_Exercise details_. Copy out every line of the records below word for word, leaving nothing out and changing nothing.

_Stored data_.
◇ ◇ ◇

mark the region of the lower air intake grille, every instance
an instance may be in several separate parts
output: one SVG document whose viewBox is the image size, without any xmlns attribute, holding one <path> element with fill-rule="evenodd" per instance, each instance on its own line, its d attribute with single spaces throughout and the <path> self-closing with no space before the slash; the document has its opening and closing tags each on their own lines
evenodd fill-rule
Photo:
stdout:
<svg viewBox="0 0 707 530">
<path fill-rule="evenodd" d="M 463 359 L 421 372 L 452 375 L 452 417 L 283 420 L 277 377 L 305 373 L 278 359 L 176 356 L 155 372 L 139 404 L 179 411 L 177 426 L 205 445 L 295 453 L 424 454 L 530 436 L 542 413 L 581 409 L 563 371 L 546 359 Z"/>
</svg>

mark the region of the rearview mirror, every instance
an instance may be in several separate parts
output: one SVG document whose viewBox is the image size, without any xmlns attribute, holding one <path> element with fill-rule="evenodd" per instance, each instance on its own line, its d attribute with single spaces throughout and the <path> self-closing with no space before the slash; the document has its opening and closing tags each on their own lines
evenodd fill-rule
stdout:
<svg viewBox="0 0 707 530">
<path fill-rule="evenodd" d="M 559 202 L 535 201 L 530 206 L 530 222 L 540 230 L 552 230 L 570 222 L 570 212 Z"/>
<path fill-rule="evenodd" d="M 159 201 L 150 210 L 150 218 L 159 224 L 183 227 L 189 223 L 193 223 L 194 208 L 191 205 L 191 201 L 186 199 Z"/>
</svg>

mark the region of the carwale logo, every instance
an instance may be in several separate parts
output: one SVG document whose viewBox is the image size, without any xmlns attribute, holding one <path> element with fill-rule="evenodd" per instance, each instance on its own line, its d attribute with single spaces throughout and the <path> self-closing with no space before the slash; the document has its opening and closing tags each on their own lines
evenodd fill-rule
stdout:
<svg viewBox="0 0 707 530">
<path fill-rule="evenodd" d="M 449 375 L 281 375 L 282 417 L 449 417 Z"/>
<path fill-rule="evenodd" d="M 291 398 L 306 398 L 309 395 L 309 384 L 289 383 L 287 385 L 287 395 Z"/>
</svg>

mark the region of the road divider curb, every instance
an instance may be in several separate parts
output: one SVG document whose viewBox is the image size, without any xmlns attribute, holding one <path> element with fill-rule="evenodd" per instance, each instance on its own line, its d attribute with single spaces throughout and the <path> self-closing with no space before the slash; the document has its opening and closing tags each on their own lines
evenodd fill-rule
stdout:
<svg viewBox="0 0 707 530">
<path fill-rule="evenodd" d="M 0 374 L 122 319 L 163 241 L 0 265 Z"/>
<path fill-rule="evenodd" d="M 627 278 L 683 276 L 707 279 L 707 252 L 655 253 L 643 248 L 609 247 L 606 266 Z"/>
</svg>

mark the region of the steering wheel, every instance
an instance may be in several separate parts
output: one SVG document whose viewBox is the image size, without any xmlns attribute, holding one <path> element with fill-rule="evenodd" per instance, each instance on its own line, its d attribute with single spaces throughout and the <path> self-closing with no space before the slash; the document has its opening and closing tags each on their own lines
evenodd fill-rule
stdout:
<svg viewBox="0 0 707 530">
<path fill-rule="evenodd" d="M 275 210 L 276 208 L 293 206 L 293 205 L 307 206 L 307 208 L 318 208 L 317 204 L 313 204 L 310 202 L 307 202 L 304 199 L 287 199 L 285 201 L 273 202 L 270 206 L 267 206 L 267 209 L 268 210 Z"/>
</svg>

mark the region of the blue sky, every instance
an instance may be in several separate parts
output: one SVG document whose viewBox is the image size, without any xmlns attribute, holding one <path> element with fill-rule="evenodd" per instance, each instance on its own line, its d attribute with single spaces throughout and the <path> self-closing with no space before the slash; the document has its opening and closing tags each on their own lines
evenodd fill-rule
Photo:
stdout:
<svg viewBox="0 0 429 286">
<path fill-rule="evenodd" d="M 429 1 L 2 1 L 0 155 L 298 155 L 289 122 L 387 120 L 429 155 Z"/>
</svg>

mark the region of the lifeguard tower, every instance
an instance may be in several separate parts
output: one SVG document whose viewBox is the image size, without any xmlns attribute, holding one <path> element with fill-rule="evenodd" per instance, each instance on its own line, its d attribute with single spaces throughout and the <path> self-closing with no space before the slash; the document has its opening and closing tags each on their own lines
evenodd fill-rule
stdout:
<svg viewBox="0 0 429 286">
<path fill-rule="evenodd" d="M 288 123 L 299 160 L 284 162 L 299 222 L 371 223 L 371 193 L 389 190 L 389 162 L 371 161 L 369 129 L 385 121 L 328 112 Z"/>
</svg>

◇ ◇ ◇

_Exercise result_.
mark the region of the lower air intake grille, every instance
an instance may be in several separate parts
output: one SVG document whose viewBox is the image size, without any xmlns attribute, holding one <path> element with fill-rule="evenodd" per instance, each instance on its own line, its d attribute with single spaces throughout and the <path> self-closing with no space before the slash; the document has its opening and closing tags each on their own lines
evenodd fill-rule
Photo:
stdout:
<svg viewBox="0 0 707 530">
<path fill-rule="evenodd" d="M 463 359 L 421 372 L 452 375 L 452 417 L 283 420 L 277 377 L 305 373 L 278 359 L 176 356 L 155 372 L 139 404 L 179 411 L 177 426 L 205 445 L 295 453 L 424 454 L 530 436 L 542 413 L 581 409 L 563 371 L 546 359 Z"/>
</svg>

mark the region of the rearview mirror, every instance
an instance may be in several separate parts
output: one SVG document whose viewBox is the image size, without any xmlns attribute, holding one <path> element with fill-rule="evenodd" per instance, each instance on its own line, its d attribute with single spaces throughout and the <path> self-closing with no space before the slash; the document has its opening and closing tags each on their own lines
evenodd fill-rule
stdout:
<svg viewBox="0 0 707 530">
<path fill-rule="evenodd" d="M 559 202 L 535 201 L 530 206 L 530 222 L 540 230 L 552 230 L 570 222 L 570 212 Z"/>
<path fill-rule="evenodd" d="M 159 201 L 150 210 L 150 218 L 159 224 L 183 227 L 189 223 L 193 223 L 194 208 L 191 205 L 191 201 L 186 199 Z"/>
</svg>

mark the region of the carwale logo, every instance
an instance may be in several separate parts
output: one SVG document whose viewBox is the image size, without any xmlns attribute, holding one <path> element with fill-rule="evenodd" per instance, each instance on its own line, its d attribute with single spaces throughout and the <path> self-closing with no space before the slash; the document has its opening and closing tags each on their own lines
evenodd fill-rule
stdout:
<svg viewBox="0 0 707 530">
<path fill-rule="evenodd" d="M 449 375 L 281 375 L 282 417 L 449 417 Z"/>
<path fill-rule="evenodd" d="M 291 398 L 306 398 L 309 395 L 309 384 L 289 383 L 287 385 L 287 395 Z"/>
</svg>

mark the region of the road divider curb, every instance
an instance may be in several separate parts
output: one SVG document whose viewBox is the image size, without any xmlns attribute, holding one <path> element with fill-rule="evenodd" per instance, each instance on its own line, its d attribute with single spaces throughout and the <path> self-closing with no space before the slash; the document has its opening and closing tags each on their own lines
evenodd fill-rule
stdout:
<svg viewBox="0 0 707 530">
<path fill-rule="evenodd" d="M 0 374 L 122 319 L 163 241 L 0 265 Z"/>
<path fill-rule="evenodd" d="M 627 278 L 683 276 L 707 279 L 707 252 L 655 253 L 643 248 L 609 247 L 606 266 Z"/>
</svg>

mark the region of the steering wheel, every instance
an instance may be in several separate parts
output: one SVG document whose viewBox is the image size, without any xmlns attribute, holding one <path> element with fill-rule="evenodd" per instance, each instance on its own line, its d attribute with single spaces throughout and the <path> self-closing with no space before the slash; the document has its opening and closing tags each on their own lines
evenodd fill-rule
stdout:
<svg viewBox="0 0 707 530">
<path fill-rule="evenodd" d="M 275 210 L 276 208 L 293 206 L 293 205 L 307 206 L 307 208 L 318 208 L 317 204 L 313 204 L 310 202 L 307 202 L 304 199 L 287 199 L 285 201 L 273 202 L 270 206 L 267 206 L 267 209 L 268 210 Z"/>
</svg>

mark the region of the blue sky, every instance
an instance may be in several separate parts
output: one SVG document whose viewBox is the image size, without any xmlns attribute, holding one <path> element with fill-rule="evenodd" per instance, each instance on its own line, its d attribute with single spaces throughout and the <path> self-closing with no space before the slash; the document has its opening and closing tags each on their own lines
evenodd fill-rule
Photo:
stdout:
<svg viewBox="0 0 429 286">
<path fill-rule="evenodd" d="M 429 1 L 2 1 L 0 155 L 298 155 L 289 122 L 387 120 L 429 155 Z"/>
</svg>

mark the region of the lifeguard tower, every instance
an instance may be in several separate parts
output: one SVG document whose viewBox is the image size, without any xmlns attribute, holding one <path> element with fill-rule="evenodd" per instance, each instance on its own line, its d attribute with single spaces throughout and the <path> self-closing with no space before the slash; the document has its opening and closing tags each on their own lines
evenodd fill-rule
stdout:
<svg viewBox="0 0 429 286">
<path fill-rule="evenodd" d="M 288 123 L 299 160 L 284 162 L 299 222 L 371 223 L 371 193 L 389 190 L 389 162 L 371 161 L 369 129 L 385 121 L 328 112 Z"/>
</svg>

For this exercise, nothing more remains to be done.